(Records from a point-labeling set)

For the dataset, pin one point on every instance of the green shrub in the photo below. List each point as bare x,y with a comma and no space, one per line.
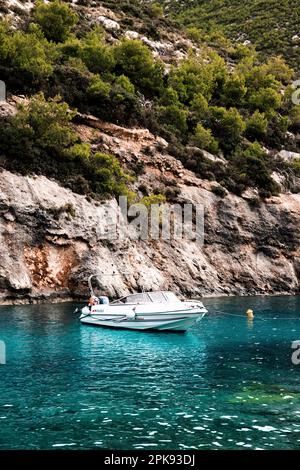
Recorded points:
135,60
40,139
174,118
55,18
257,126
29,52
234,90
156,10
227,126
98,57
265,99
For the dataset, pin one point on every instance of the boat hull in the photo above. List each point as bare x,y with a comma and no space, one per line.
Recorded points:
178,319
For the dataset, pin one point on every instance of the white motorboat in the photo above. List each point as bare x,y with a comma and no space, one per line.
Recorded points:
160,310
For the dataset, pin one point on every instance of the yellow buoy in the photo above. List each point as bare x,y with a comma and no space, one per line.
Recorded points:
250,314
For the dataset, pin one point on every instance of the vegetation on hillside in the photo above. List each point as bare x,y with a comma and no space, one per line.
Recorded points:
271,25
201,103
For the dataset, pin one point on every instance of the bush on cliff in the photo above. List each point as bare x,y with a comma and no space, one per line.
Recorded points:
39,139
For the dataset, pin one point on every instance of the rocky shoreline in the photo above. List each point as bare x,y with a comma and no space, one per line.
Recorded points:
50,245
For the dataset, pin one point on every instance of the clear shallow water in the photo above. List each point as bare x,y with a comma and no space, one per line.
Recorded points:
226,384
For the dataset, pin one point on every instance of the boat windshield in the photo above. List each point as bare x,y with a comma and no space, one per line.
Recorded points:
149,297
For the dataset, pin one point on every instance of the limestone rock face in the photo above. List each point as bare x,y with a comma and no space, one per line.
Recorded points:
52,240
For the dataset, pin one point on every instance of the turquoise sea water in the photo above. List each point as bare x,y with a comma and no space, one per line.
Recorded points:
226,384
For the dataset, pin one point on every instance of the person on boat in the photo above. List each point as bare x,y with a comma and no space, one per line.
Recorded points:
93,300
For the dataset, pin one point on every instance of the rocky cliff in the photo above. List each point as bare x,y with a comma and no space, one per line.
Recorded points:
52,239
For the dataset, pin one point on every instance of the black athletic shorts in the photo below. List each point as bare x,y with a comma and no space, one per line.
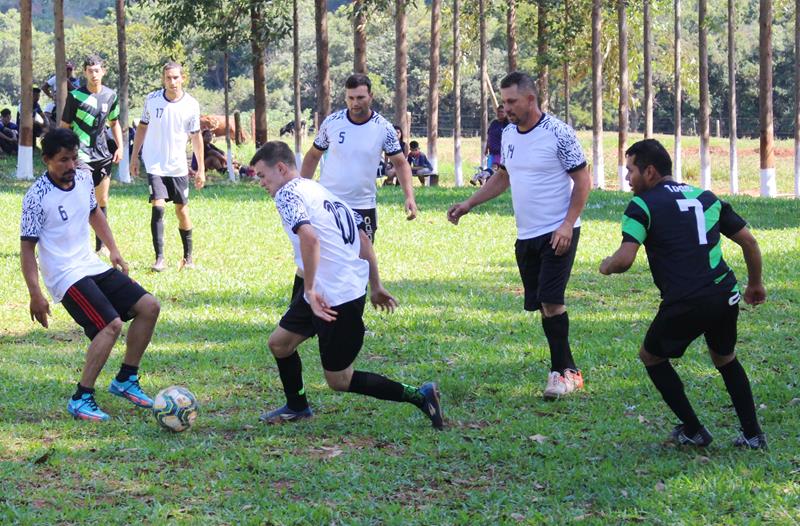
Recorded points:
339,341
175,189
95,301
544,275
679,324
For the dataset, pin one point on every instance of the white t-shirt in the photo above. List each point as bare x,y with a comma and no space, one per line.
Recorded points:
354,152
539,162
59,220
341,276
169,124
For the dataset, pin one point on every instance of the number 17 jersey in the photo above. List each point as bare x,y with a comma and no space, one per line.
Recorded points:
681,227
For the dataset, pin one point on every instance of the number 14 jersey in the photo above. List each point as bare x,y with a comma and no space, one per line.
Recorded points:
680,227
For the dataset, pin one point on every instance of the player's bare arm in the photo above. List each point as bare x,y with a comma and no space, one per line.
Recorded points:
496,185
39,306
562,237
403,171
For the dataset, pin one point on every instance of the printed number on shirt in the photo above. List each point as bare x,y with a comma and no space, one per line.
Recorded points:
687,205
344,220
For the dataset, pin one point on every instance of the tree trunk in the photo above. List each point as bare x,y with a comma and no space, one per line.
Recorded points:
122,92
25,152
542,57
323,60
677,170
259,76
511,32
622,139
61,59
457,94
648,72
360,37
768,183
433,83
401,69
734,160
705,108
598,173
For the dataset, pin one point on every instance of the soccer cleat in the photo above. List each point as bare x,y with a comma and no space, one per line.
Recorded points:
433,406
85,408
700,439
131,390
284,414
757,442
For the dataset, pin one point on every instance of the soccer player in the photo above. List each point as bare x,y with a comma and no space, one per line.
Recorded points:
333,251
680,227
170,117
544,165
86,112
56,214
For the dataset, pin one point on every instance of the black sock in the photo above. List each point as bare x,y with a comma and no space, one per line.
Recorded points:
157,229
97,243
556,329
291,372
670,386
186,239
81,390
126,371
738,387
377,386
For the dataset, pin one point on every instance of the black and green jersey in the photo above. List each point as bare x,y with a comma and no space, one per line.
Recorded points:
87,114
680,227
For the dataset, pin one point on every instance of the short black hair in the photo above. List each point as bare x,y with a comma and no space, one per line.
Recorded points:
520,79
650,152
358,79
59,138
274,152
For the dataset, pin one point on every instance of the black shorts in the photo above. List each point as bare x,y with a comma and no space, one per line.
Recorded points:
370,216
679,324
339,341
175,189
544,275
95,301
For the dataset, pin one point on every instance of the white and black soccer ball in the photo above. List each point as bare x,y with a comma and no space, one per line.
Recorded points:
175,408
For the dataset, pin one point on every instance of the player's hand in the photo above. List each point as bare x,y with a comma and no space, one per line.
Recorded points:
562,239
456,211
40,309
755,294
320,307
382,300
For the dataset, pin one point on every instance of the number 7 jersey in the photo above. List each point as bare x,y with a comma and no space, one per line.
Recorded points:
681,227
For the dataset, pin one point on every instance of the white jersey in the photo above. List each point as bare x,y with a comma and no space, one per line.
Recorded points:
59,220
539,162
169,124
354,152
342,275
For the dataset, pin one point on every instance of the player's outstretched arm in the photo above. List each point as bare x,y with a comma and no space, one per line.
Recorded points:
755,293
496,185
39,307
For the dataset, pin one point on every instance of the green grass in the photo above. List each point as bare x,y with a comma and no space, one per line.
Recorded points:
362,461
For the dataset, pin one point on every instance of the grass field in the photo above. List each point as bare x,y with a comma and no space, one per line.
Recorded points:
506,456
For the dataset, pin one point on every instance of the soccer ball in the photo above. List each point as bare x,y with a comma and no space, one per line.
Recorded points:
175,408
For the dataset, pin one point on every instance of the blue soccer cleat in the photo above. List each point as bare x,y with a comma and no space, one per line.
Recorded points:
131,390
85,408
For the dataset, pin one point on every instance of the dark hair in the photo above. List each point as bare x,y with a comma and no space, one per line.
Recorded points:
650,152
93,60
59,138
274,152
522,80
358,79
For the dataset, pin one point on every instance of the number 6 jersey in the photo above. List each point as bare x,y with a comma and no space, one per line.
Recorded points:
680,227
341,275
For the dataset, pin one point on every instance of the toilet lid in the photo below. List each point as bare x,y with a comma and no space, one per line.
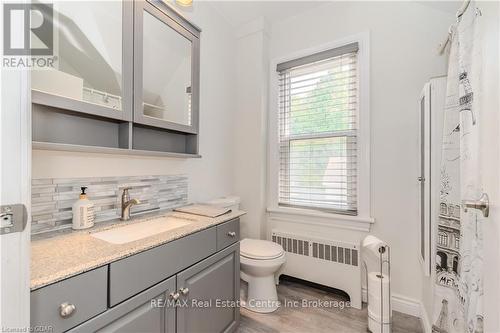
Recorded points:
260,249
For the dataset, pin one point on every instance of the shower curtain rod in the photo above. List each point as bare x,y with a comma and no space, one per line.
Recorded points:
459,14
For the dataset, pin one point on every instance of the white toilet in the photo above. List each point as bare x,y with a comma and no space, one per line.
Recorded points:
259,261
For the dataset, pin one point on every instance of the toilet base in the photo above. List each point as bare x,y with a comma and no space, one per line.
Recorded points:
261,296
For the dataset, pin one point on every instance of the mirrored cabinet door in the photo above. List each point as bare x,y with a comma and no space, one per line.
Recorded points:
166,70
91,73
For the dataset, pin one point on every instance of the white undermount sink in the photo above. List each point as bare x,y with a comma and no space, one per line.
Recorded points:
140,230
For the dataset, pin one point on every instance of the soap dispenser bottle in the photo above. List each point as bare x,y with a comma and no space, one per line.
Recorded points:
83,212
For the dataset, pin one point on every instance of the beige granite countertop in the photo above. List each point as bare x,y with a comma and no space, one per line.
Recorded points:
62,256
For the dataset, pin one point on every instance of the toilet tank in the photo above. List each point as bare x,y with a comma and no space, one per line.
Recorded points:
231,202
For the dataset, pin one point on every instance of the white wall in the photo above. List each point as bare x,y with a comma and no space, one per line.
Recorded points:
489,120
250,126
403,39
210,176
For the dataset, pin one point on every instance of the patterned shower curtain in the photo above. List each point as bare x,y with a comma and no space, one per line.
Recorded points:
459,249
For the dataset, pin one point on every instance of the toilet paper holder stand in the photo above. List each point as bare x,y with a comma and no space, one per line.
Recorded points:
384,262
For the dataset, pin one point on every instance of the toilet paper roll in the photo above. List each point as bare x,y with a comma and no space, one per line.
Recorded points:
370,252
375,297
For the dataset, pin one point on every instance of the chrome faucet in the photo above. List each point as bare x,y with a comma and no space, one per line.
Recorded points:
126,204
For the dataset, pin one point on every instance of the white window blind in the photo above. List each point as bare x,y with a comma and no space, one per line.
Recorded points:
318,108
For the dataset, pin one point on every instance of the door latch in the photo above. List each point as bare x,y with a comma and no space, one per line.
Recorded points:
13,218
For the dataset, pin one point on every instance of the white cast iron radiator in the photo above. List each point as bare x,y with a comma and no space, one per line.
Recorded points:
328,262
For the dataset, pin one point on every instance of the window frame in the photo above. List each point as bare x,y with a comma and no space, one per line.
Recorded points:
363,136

--

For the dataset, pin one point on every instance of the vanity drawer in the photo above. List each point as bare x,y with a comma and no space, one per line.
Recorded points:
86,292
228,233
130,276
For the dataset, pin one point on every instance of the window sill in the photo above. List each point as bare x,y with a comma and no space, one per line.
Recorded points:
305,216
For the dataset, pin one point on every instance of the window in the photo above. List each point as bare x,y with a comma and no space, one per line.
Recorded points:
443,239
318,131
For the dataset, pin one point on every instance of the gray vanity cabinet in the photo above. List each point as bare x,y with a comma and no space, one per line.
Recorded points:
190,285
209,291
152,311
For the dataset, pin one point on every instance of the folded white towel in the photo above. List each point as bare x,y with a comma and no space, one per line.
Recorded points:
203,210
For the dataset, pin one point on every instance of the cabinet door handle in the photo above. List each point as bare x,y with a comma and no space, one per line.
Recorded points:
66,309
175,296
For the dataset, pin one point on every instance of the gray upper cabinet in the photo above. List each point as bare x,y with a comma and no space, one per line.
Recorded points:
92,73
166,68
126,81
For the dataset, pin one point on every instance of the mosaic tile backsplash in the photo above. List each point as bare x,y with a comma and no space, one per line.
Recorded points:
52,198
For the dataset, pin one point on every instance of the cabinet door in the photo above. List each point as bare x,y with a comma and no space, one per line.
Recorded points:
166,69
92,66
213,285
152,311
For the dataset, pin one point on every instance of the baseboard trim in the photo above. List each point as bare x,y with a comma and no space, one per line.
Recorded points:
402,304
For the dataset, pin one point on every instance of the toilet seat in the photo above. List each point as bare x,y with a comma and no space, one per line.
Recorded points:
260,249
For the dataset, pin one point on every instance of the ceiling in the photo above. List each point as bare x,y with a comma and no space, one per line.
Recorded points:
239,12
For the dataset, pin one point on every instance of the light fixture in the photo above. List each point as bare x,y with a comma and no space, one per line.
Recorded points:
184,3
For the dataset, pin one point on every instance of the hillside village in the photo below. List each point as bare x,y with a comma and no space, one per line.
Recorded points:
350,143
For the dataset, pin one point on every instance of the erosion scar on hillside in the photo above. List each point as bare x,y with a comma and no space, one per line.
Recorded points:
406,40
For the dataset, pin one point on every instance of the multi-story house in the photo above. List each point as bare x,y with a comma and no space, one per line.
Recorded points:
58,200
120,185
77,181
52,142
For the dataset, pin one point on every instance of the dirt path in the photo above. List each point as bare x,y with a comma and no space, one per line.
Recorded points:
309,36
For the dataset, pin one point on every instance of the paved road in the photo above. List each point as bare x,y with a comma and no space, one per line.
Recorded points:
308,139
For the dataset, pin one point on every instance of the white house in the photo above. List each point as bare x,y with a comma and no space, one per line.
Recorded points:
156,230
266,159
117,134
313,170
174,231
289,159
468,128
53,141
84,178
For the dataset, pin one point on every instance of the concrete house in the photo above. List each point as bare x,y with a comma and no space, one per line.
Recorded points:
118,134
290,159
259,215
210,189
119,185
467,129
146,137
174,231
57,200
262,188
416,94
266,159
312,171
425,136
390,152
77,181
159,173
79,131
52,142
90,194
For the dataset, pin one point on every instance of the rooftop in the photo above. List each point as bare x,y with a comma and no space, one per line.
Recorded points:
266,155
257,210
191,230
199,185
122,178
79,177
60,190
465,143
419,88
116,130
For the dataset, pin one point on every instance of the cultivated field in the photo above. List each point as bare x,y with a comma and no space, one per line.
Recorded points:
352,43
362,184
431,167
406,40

▶ Request:
Pick out every line of the listing that contains the word "cleat" and copy each one.

▶ Exercise result:
For the dataset, pin one point on every instance of the soccer cleat in the photo above. List each point as bare x,y with a comma and no space, one per line.
For the dataset, pin one point on every instance of the blue soccer cleat in the photo above. List each point as bare x,y with a comma and no space, one per line.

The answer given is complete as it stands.